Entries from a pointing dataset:
+ + + + + + +

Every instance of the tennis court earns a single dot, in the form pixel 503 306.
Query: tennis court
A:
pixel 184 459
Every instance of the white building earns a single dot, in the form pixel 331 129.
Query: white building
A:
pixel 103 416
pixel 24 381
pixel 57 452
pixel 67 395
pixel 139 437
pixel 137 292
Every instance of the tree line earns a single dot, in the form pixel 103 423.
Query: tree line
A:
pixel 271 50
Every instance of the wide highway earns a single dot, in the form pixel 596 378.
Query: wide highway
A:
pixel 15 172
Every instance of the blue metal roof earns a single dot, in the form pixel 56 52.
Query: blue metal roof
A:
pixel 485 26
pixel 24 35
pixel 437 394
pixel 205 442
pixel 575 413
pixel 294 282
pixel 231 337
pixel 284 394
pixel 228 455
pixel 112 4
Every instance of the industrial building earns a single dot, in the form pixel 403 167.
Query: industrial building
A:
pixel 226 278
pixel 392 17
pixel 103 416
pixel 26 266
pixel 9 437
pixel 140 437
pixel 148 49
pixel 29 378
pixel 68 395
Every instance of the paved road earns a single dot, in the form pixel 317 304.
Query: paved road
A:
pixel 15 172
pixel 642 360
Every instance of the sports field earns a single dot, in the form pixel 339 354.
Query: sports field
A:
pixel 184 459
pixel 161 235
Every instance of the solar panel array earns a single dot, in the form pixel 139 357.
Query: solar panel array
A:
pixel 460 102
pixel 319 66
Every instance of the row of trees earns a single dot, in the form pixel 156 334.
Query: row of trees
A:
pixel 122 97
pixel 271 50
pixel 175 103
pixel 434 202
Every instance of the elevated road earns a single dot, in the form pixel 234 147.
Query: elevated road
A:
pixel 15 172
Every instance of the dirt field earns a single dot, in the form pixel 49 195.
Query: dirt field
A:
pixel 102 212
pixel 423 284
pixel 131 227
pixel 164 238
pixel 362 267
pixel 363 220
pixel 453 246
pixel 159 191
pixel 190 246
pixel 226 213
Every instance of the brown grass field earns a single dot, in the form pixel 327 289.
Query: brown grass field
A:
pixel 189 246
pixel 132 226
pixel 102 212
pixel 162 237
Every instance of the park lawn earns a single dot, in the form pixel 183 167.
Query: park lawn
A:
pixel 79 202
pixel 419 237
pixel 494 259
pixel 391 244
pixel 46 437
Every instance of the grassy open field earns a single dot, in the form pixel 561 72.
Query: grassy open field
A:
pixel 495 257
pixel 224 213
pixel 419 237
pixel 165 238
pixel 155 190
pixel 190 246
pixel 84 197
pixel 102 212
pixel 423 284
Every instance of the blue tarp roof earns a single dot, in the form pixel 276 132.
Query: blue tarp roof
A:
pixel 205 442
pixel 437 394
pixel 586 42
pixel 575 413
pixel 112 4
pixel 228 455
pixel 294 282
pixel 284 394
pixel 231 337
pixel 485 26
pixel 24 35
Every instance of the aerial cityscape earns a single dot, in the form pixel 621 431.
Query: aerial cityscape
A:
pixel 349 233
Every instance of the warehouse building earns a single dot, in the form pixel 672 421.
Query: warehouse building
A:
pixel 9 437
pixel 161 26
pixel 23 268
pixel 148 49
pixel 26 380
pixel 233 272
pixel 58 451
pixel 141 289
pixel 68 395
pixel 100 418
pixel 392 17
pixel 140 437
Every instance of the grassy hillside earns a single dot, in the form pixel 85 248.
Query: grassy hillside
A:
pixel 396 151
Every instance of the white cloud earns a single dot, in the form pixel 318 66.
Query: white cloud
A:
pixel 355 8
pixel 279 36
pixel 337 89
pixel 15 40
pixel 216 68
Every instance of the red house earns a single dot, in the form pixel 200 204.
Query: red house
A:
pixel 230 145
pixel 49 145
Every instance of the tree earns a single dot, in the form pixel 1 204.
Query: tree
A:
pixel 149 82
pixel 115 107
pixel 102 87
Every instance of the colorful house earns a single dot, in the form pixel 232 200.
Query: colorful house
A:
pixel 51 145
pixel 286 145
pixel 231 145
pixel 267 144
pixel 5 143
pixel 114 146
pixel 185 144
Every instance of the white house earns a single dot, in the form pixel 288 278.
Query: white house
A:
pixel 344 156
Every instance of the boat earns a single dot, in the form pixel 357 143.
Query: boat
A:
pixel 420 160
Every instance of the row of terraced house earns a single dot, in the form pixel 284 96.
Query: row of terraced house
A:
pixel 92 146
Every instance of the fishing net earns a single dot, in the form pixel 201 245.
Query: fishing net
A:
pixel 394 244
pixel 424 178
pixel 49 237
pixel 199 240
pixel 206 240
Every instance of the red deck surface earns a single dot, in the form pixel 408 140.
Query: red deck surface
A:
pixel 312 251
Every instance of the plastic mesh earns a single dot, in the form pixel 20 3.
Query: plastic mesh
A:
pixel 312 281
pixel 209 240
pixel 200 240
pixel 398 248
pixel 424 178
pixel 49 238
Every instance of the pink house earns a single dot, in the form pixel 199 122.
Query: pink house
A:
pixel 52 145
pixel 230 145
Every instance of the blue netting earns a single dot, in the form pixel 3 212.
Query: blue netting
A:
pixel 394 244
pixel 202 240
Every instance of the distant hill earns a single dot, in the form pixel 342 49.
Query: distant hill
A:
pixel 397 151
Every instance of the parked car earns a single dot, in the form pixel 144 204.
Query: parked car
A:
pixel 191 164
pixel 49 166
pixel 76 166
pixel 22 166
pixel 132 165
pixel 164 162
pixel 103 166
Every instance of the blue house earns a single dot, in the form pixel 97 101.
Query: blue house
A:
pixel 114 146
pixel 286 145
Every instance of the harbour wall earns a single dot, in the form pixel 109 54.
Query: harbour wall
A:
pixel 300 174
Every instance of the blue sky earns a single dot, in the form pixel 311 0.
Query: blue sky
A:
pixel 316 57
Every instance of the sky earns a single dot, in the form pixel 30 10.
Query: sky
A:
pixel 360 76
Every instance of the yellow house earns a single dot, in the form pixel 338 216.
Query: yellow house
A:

+ + + + + + +

▸ GIVEN EXERCISE
Write out all the records above again, substituting "receives one point" for "earns a single dot" and leaving the rest unchanged.

▸ EXERCISE ANSWER
Every instance of the tennis court receives one point, in the form pixel 503 306.
Query: tennis court
A:
pixel 184 459
Every instance of the white building receives one point, in the form pixel 331 129.
Query: white building
A:
pixel 103 416
pixel 24 381
pixel 57 452
pixel 67 395
pixel 139 437
pixel 137 292
Every instance of the tree line receives one point, in the form pixel 103 423.
Query: tree line
A:
pixel 271 50
Every instance of the wide highway receives one point, in the form pixel 596 378.
Query: wide highway
A:
pixel 15 172
Every instance of the blue metal roof receives one point, in the form pixel 56 52.
Query: blue metal roof
A:
pixel 485 26
pixel 24 35
pixel 437 394
pixel 205 442
pixel 575 413
pixel 294 282
pixel 231 337
pixel 284 394
pixel 228 455
pixel 112 4
Every instance of the industrial building receives one point, in the form pixel 403 167.
Query: industrial building
A:
pixel 226 278
pixel 392 17
pixel 103 416
pixel 26 266
pixel 9 437
pixel 140 437
pixel 148 49
pixel 29 378
pixel 68 395
Every instance of the paved road receives one point, in the form pixel 317 304.
Query: paved road
A:
pixel 15 172
pixel 642 360
Every instance of the sports field receives one point, in the form pixel 339 354.
Query: sports field
A:
pixel 184 459
pixel 161 235
Every instance of the solar panel array receives one point, in the form pixel 139 357.
Query: solar panel array
A:
pixel 460 102
pixel 319 66
Every instance of the row of trees receives one point, in the form pixel 156 334.
Query: row of trees
A:
pixel 122 97
pixel 271 50
pixel 175 103
pixel 434 202
Every instance of the elevated road receives one point, in the form pixel 234 147.
Query: elevated road
A:
pixel 15 172
Every instance of the dirt field receives one point, in the form pixel 49 195.
Query: dirt field
A:
pixel 102 212
pixel 423 284
pixel 131 227
pixel 164 238
pixel 362 267
pixel 363 220
pixel 453 246
pixel 159 191
pixel 190 246
pixel 226 213
Every instance of the brown grass field receives one point, in the form pixel 327 289.
Query: brown grass field
A:
pixel 189 246
pixel 132 226
pixel 102 212
pixel 162 237
Every instance of the park lawn receives one point, in the form pixel 183 167.
Query: park lawn
A:
pixel 79 202
pixel 419 237
pixel 494 259
pixel 391 244
pixel 46 437
Every instance of the grassy open field receives one point, in the form pixel 561 72.
Query: grassy open field
A:
pixel 495 257
pixel 224 213
pixel 419 237
pixel 165 238
pixel 155 190
pixel 190 246
pixel 84 197
pixel 102 212
pixel 423 284
Every instance of the blue tarp roof receives one point, in the form pixel 276 132.
Query: blue tarp roof
A:
pixel 205 442
pixel 437 394
pixel 586 42
pixel 575 413
pixel 112 4
pixel 228 455
pixel 294 282
pixel 284 394
pixel 231 337
pixel 485 26
pixel 24 35
Every instance of the aerial cityscape receives one point, in the form pixel 621 431.
Query: aerial cityscape
A:
pixel 349 233
Every instance of the warehouse building receives one point, in the form pixel 672 421.
Query: warehouse building
A:
pixel 9 437
pixel 161 26
pixel 23 268
pixel 148 49
pixel 26 380
pixel 233 272
pixel 58 451
pixel 141 289
pixel 68 395
pixel 100 418
pixel 392 17
pixel 140 437
Every instance of the grassy hillside receives one point, in the form pixel 85 248.
Query: grassy hillside
A:
pixel 396 151
Every instance of the white cloud receives one point, in the form pixel 318 66.
Query: white cloud
A:
pixel 355 8
pixel 279 36
pixel 337 89
pixel 15 40
pixel 216 68
Every instance of the red house receives one point, in the form pixel 200 204.
Query: red house
A:
pixel 230 145
pixel 49 145
Every instance of the tree receives one point, in the form pixel 1 204.
Query: tree
A:
pixel 149 82
pixel 115 107
pixel 102 87
Every instance of the colorful house receives one point, in the form pixel 232 200.
Query: colorful house
A:
pixel 51 145
pixel 286 145
pixel 231 145
pixel 267 144
pixel 5 143
pixel 114 146
pixel 185 144
Every instance of the white house receives one point, in the form pixel 288 278.
Query: white house
A:
pixel 344 156
Every instance of the boat receives one point, in the form pixel 357 143.
Query: boat
A:
pixel 420 160
Every instance of the row of terraced house receives one point, in the form pixel 284 96.
Query: row of terraced house
A:
pixel 92 146
Every instance of the fishing net receives one point, in the form pixel 201 245.
Query: fishing net
A:
pixel 394 244
pixel 424 178
pixel 49 237
pixel 199 240
pixel 206 240
Every instance of the red deck surface receives one point, in the form pixel 408 140.
Query: red deck surface
A:
pixel 312 251
Every instance of the plastic mesh receives one point, in the form pixel 20 3.
Query: plastic mesh
A:
pixel 312 281
pixel 209 240
pixel 200 240
pixel 398 248
pixel 424 178
pixel 49 238
Every instance of the pink house receives one point, in the form pixel 199 122.
Query: pink house
A:
pixel 52 145
pixel 230 145
Every instance of the blue netting receives one point, in the form pixel 3 212.
Query: blue netting
A:
pixel 394 244
pixel 202 240
Every instance of the distant hill receives one point, in the form pixel 342 49.
Query: distant hill
A:
pixel 397 151
Every instance of the parked car receives one point, in the form pixel 144 204.
Query: parked car
A:
pixel 191 164
pixel 49 166
pixel 76 166
pixel 22 166
pixel 132 165
pixel 164 162
pixel 103 166
Every instance of the blue house receives one point, in the form pixel 97 101.
Query: blue house
A:
pixel 114 146
pixel 286 145
Every instance of the harbour wall receives one point, in the form pixel 109 54.
Query: harbour wall
A:
pixel 300 174
Every instance of the blue sky receives one point, in the form pixel 311 0.
Query: blue sky
A:
pixel 316 57
Every instance of the sky receives one point, in the form pixel 30 10.
Query: sky
A:
pixel 360 76
Every instance of the yellow house receives one point, in the form pixel 338 216.
Query: yellow house
A:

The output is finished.